* _What you will do_
1) From the hunting story, reproduce everything from "Finally, Lavonne decided" down to "in his eyes.".
2) Render this sentence from the hunting story in Spanish: "It took three hours to score the buck."

____ Document extract

For her first big game hunt, her father let Lavonne use the same rifle he had shot his first deer with, a war surplus Model 1903 Springfield .30-06 bolt action, with military sights.

"Dad took my brother in one direction, and Bob, the rancher's son-in-law who lived on the property, was charged with the dubious chore of taking me, little 12-year-old Lavonne, out on her first big game hunt. Little did they realize that this would end up being to my advantage," Lavonne smiled.

"It was about 10 o'clock in the morning when we came to the edge of a wooded area. And there he was. The rack was just..." she pauses, remembering the sight of what would prove years later to be a record-book nontypical mule deer

"Growing up in Missouri, I had seen plenty of whitetail but never a mule deer--and certainly never a deer like this. But being a 12-year-old kid, you just naturally wait for the adult you're hunting with to say it was okay to shoot. When I looked at Bob, he just silently mouthed, 'Shoot.' So I took aim and shot."

The deer stumbled. Lavonne knew her shot had hit its mark, but the buck suddenly bolted and ran over a small hill. Lavonne and Bob rushed to the crest of the hill just in time to see the deer drop behind a log. As she and Bob approached, Lavonne saw that she had indeed made a one-shot kill. The deer was dead. But they quickly realized it wasn't just any deer.

Back home, they tried to get the deer scored, but the measurer would not believe her father when he described the rack, let alone the fact that his 12-year-old daughter had shot such an unusual mule deer. So no one never came to the house to see the animal. Eventually the mounted head was hung in her father's house, and there it stayed for 41 years without being measured. "Growing up, Dad would tell people the story of my deer, but no one would believe him," says Lavonne.

And that is where the story might have ended, had it not again been for the influence of her father. Four years ago, he introduced his daughter to woodcarving, and in one of her classes, the assignment was to carve two mule deer.

Lavonne took the only photo she had of a mule deer--the one she had shot so many years ago--to ask her instructor, well-known animal carver Kirt Curtis, if she could use it as a model. When he saw the photo, Curtis was awestruck. "How did it score?" he asked. After the carving was done, everyone else asked the same question.

Finally, Lavonne decided to get the answer. She phoned B&C measurer Dale Ream and described the rack as having "...39 points that you could hang a ring off of. That's how our family always referred to it in whenever trying to tell someone about it."

She was asked to bring the mounted head to Kansas City, where Dale immediately became a believer. It took three hours to score the buck. He totaled it up several times to be sure he was right.

At the 2004 Awards Ceremony, Lavonne's buck was officially recognized with a 2nd Award for nontypical mulies. As proud as she was, there was an even prouder ex-Marine drill sergeant, with his finely waxed mustache and neatly trimmed beard, sitting in the audience, watching his daughter with just a little mist in his eyes.

"You know," Lavonne told me, "I never realized it until recently, but Bob actually could have taken that deer himself. After all, I was just a 12-year-old girl. But, instead, he let me shoot the deer. What an incredible display of sportsmanship."

________
____ Listed entries

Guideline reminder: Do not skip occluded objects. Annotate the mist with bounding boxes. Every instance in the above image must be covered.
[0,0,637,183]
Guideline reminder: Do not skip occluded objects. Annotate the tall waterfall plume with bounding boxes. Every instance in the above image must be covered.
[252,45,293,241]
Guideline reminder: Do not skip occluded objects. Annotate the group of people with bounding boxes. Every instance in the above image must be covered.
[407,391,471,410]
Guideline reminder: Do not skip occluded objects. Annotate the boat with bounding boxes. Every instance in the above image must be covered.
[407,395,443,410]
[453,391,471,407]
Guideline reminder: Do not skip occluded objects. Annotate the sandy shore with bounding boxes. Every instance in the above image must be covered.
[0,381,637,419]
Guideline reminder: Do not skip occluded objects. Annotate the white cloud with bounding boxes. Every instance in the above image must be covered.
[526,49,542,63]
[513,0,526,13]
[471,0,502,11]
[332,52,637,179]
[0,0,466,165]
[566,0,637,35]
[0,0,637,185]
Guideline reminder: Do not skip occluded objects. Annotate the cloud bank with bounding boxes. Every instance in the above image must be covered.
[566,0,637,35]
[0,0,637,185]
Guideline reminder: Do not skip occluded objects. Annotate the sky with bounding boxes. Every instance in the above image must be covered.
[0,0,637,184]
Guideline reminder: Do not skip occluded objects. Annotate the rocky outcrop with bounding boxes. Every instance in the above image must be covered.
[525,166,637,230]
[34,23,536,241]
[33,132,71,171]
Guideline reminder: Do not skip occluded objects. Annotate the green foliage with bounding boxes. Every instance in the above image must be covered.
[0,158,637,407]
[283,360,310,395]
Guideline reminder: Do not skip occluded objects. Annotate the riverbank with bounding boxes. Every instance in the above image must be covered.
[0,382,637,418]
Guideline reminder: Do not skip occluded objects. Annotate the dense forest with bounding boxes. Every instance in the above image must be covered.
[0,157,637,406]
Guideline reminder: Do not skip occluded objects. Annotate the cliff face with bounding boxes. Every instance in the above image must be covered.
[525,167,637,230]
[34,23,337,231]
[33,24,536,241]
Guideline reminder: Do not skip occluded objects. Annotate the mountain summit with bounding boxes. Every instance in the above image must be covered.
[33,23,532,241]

________
____ Listed entries

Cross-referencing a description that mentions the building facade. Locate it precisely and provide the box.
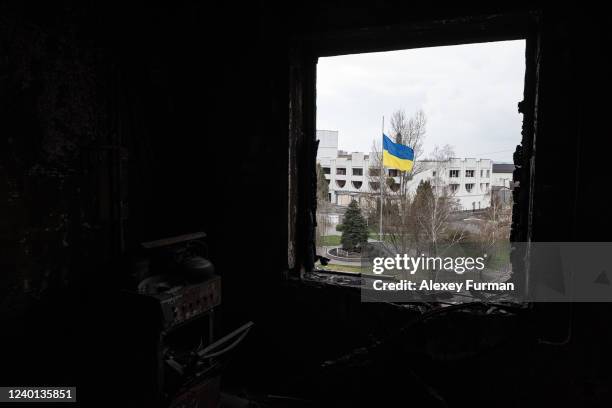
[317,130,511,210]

________

* _Set of answers_
1)
Finally, Lavonne decided to get the answer. She phoned B&C measurer Dale Ream and described the rack as having "...39 points that you could hang a ring off of. That's how our family always referred to it in whenever trying to tell someone about it."

She was asked to bring the mounted head to Kansas City, where Dale immediately became a believer. It took three hours to score the buck. He totaled it up several times to be sure he was right.

At the 2004 Awards Ceremony, Lavonne's buck was officially recognized with a 2nd Award for nontypical mulies. As proud as she was, there was an even prouder ex-Marine drill sergeant, with his finely waxed mustache and neatly trimmed beard, sitting in the audience, watching his daughter with just a little mist in his eyes.

2) Llevó tres horas puntuar el venado.